Please reproduce the entries below exactly as they stand, but leave the pictures out.

Stored data entries:
=-=-=
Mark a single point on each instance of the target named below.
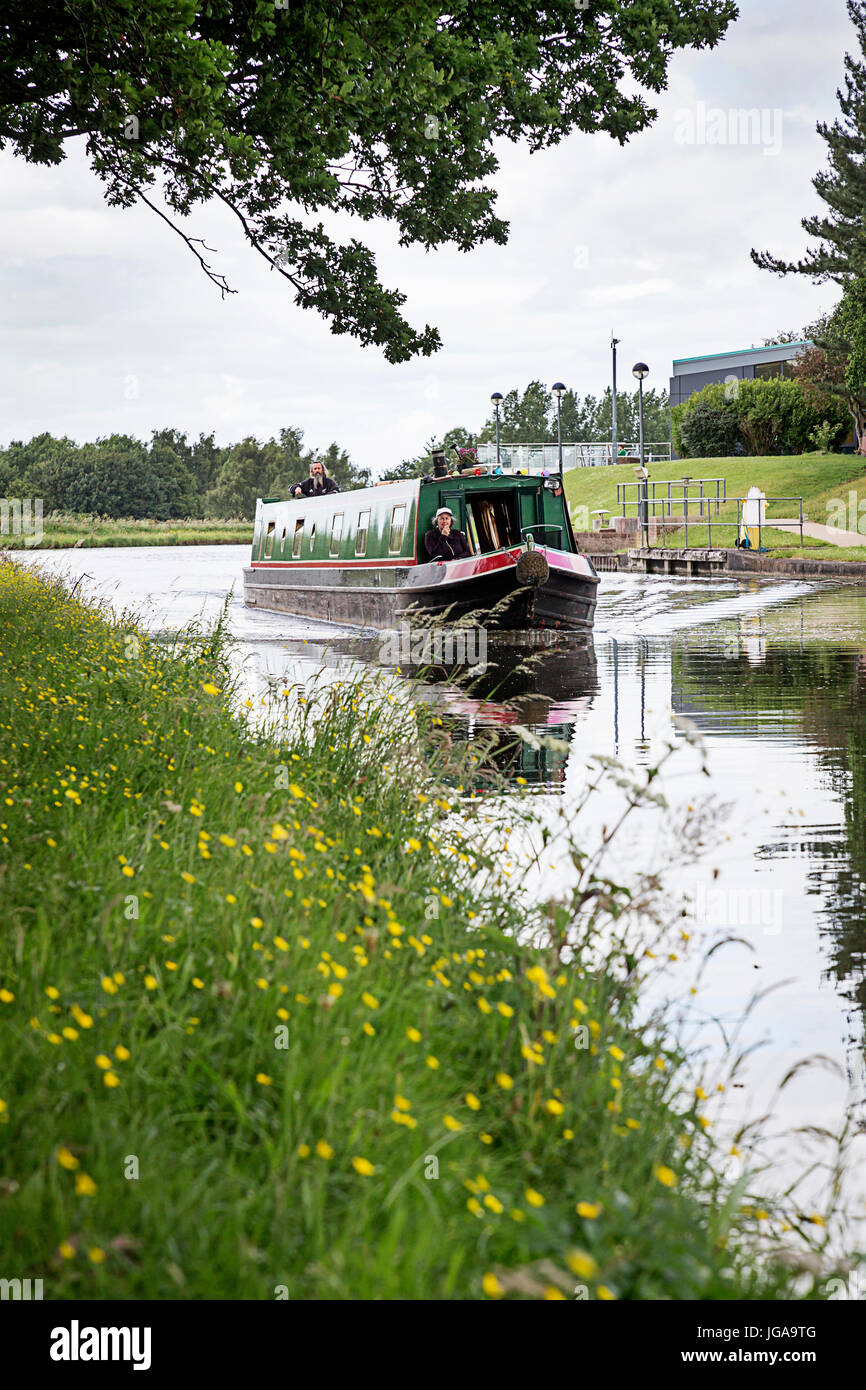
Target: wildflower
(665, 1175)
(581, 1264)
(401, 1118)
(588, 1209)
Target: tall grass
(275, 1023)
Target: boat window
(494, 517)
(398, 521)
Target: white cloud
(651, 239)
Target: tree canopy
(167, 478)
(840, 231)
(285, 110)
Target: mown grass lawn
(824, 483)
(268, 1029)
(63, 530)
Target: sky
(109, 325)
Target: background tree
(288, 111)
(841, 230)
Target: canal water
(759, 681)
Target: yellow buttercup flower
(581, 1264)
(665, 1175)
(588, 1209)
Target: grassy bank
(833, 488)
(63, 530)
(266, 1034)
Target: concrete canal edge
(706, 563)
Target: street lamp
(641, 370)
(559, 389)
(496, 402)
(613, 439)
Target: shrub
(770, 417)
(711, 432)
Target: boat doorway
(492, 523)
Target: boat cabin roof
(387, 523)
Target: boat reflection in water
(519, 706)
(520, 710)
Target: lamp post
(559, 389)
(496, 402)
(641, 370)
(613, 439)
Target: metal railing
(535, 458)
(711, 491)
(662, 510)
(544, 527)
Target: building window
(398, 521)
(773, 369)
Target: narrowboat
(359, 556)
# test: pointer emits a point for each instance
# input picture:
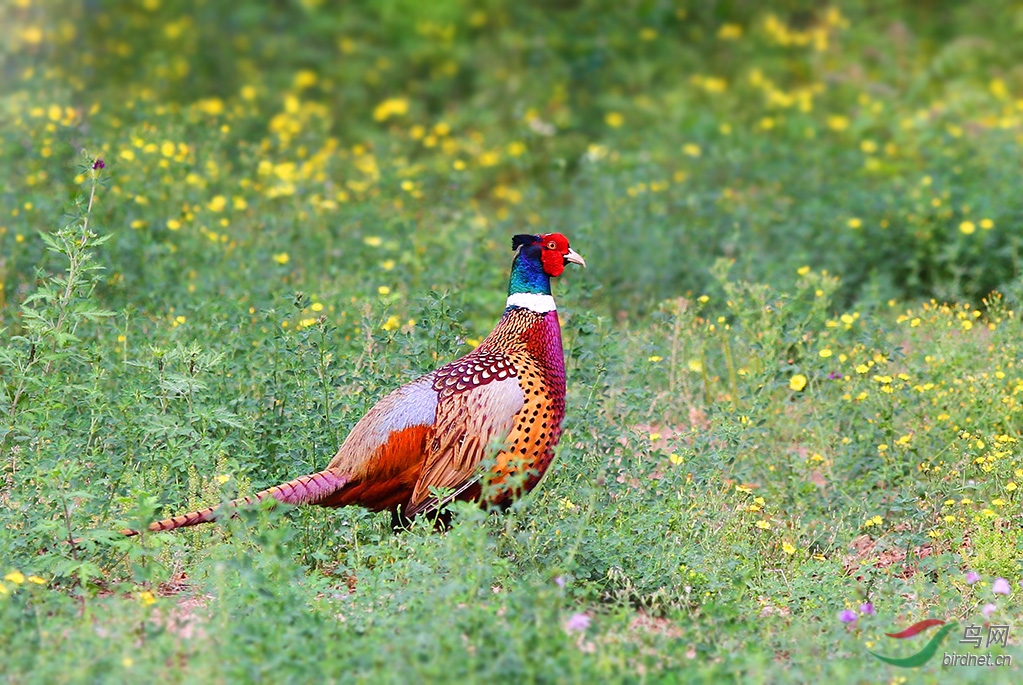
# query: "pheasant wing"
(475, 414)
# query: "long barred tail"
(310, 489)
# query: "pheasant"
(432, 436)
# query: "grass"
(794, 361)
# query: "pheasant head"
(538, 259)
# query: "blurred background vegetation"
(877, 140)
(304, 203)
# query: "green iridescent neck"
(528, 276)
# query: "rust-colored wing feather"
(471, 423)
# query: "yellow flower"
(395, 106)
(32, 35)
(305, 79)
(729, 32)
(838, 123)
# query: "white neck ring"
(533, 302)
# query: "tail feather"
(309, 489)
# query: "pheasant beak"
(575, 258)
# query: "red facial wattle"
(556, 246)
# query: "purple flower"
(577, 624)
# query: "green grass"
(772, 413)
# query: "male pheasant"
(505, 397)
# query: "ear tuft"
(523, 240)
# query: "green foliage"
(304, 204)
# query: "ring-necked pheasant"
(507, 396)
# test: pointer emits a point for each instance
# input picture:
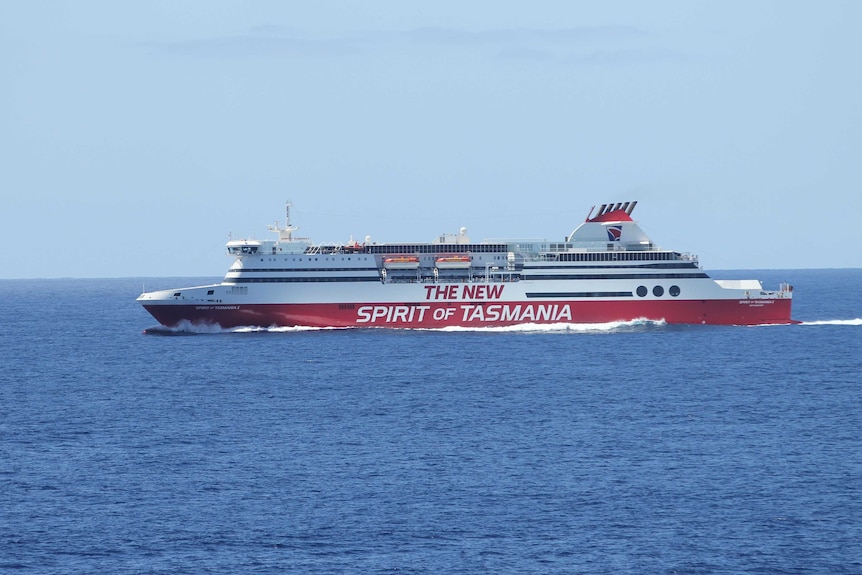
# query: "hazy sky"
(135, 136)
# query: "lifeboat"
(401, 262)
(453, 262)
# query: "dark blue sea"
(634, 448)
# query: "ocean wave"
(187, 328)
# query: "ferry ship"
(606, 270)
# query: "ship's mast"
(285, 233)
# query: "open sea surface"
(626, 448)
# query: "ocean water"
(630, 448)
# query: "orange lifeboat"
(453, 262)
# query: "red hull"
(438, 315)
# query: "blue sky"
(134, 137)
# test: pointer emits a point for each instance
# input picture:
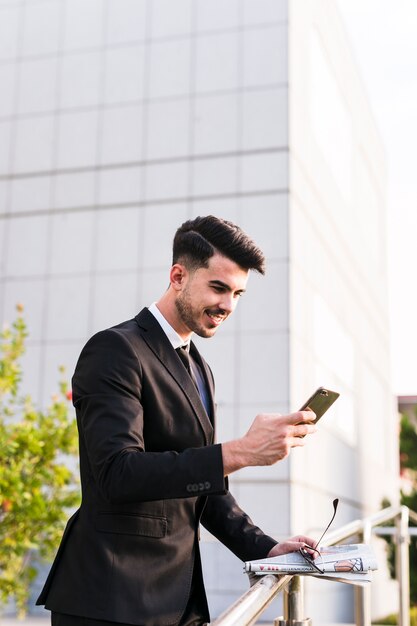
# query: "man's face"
=-=-=
Result
Mark a single point on each instance of the target named below.
Target: wildflower
(665, 1175)
(581, 1264)
(401, 1118)
(588, 1209)
Target: tall grass
(275, 1023)
Target: boat window
(494, 517)
(398, 521)
Target: white cloud
(651, 239)
Target: tree canopy
(167, 478)
(840, 231)
(285, 110)
Target: mown grass lawn
(824, 483)
(268, 1029)
(63, 530)
Target: sky
(109, 325)
Target: background tree
(288, 111)
(841, 230)
Target: canal water
(759, 681)
Target: yellow buttercup flower
(581, 1264)
(665, 1175)
(588, 1209)
Target: grassy bank
(833, 488)
(63, 530)
(266, 1034)
Target: concrete canal edge
(706, 563)
Target: street lamp
(641, 370)
(559, 389)
(496, 402)
(613, 439)
Target: shrub
(770, 417)
(711, 432)
Target: boat doorway
(492, 523)
Target: boat cabin roof
(387, 523)
Target: boat reflection in water
(519, 706)
(520, 710)
Target: lamp post
(559, 389)
(496, 402)
(641, 370)
(613, 439)
Target: metal railing
(535, 458)
(711, 491)
(662, 510)
(544, 527)
Target: building window
(398, 521)
(773, 369)
Target: narrowboat
(359, 556)
# test: pointer emits a point for each instance
# input picture:
# query: "pheasant wing"
(475, 414)
# query: "long barred tail"
(310, 489)
# query: "pheasant"
(432, 436)
# query: "grass"
(794, 361)
# query: "pheasant head"
(538, 259)
# query: "blurred background vegetation"
(877, 140)
(304, 203)
# query: "green iridescent neck"
(528, 276)
# query: "rust-colored wing feather"
(471, 423)
# query: "yellow flower"
(395, 106)
(32, 35)
(305, 79)
(729, 32)
(838, 123)
# query: "white neck ring"
(533, 302)
# query: "tail feather"
(309, 489)
# query: "pheasant beak"
(575, 258)
# query: "red facial wattle"
(556, 246)
# query: "purple flower"
(577, 624)
# query: "green grass"
(772, 413)
# query: "male pheasant"
(505, 397)
# query: "ear tuft"
(523, 240)
# query: "green foliage"
(304, 204)
# query: "ring-necked pheasant"
(507, 396)
# test: pointer emits a point for each instance
# input picture:
# query: "hazy sky"
(135, 136)
# query: "lifeboat"
(401, 262)
(453, 262)
# query: "dark blue sea"
(634, 448)
# query: "ocean wave"
(187, 328)
# query: "ferry ship"
(606, 270)
# query: "ship's mast"
(285, 233)
# query: "open sea surface"
(626, 448)
# query: "ocean water"
(630, 448)
# query: "orange lifeboat"
(453, 262)
# query: "red hull"
(438, 315)
# query: "blue sky"
(134, 137)
# test: pointer emits a point for each instance
# input picture:
# query: "man's face"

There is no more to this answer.